What is expected: In the listing below, take the stretch from the line containing "find blue sky" through the end of the listing and switch "open field" to "grassy meadow". Give back only those lines, with everything else left as it is.

Data extract:
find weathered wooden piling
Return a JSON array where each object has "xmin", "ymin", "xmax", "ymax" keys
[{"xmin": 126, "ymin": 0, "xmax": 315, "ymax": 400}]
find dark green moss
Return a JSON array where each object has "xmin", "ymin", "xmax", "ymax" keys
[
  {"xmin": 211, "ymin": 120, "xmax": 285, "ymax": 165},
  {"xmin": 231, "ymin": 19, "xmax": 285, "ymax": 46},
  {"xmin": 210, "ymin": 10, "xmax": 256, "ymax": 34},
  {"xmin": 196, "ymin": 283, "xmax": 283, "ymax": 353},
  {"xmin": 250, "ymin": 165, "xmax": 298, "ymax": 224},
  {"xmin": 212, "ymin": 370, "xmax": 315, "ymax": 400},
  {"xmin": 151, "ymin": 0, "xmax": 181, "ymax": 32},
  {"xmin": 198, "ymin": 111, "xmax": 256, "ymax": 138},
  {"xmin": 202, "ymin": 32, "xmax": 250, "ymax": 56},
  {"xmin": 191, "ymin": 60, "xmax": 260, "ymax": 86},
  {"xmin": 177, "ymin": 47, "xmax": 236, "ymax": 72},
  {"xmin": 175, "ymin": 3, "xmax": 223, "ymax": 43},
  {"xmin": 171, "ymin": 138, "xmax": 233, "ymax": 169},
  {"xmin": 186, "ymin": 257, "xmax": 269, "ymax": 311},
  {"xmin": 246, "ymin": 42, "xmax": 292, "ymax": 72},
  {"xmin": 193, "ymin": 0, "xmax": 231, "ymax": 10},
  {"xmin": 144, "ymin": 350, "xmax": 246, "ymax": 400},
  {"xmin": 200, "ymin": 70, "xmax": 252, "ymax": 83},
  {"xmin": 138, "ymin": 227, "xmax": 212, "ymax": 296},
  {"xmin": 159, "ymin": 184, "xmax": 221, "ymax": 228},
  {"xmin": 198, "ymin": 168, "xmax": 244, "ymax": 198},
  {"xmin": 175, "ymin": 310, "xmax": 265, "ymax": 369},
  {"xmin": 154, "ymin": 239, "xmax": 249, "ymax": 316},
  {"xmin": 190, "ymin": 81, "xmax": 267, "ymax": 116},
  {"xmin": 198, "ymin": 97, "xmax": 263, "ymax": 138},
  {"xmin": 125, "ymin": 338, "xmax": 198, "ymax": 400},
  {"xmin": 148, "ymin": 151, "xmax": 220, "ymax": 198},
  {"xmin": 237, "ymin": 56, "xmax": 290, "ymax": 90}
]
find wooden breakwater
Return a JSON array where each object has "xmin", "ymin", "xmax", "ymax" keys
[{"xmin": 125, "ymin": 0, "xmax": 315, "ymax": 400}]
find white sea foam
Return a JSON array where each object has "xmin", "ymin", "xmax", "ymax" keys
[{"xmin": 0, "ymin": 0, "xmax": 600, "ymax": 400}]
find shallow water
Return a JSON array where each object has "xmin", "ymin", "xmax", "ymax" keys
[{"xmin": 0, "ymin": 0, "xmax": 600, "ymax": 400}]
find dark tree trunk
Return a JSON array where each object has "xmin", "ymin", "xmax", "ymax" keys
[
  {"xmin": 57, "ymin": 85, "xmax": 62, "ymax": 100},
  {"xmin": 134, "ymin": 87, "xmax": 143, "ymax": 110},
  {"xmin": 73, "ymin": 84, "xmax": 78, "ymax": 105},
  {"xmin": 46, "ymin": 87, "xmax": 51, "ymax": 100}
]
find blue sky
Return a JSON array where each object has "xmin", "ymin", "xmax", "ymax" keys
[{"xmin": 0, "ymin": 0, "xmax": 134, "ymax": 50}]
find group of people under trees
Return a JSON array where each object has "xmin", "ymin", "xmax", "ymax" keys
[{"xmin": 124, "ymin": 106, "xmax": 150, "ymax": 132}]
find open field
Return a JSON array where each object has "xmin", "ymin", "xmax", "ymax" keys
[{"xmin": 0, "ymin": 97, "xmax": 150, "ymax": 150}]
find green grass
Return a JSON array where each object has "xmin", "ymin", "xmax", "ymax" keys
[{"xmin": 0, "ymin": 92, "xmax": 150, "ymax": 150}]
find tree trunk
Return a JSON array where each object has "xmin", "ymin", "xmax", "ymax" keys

Solution for this problem:
find blue sky
Return a JSON array where each object has "xmin", "ymin", "xmax", "ymax" keys
[{"xmin": 0, "ymin": 0, "xmax": 134, "ymax": 50}]
find group of people under trees
Return a JSON array where each object has "xmin", "ymin", "xmax", "ymax" keys
[{"xmin": 124, "ymin": 106, "xmax": 150, "ymax": 132}]
find grassy meadow
Return a JSON array where each object has "xmin", "ymin", "xmax", "ymax" keys
[{"xmin": 0, "ymin": 97, "xmax": 150, "ymax": 150}]
find green grass
Return a JSON array where each object has "xmin", "ymin", "xmax", "ymax" keys
[{"xmin": 0, "ymin": 92, "xmax": 150, "ymax": 150}]
find tree trunk
Return a JSON array where each object has "xmin", "ymin", "xmax", "ymax" keys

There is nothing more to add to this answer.